> Stated task
Can you quote, word for word, the stretch that opens with the line containing "Draw the outline of every instance of the sky" and closes with the final line of the rows below, both ends included?

> Records provided
====================
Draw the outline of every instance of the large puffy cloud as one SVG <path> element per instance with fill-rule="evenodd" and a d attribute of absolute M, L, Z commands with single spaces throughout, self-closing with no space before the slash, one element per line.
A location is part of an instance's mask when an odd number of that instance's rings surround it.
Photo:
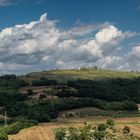
<path fill-rule="evenodd" d="M 135 32 L 123 32 L 108 22 L 59 29 L 57 20 L 49 20 L 45 13 L 38 21 L 0 32 L 0 72 L 20 74 L 94 65 L 123 69 L 122 62 L 128 63 L 130 57 L 138 60 L 139 48 L 133 48 L 123 58 L 119 55 L 119 43 L 135 35 Z"/>

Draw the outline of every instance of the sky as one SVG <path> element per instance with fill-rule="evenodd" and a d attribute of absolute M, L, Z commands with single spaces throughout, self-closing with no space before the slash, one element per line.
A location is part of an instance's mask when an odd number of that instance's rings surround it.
====================
> Expected output
Draw the outline of every instance of the sky as one SVG <path> element per instance with fill-rule="evenodd" and a d attribute of absolute M, L, Z commands with single spaces throughout, self-closing with no space before the slash, one element per line.
A location is part of an instance's mask when an odd number of that instance's rings surround it.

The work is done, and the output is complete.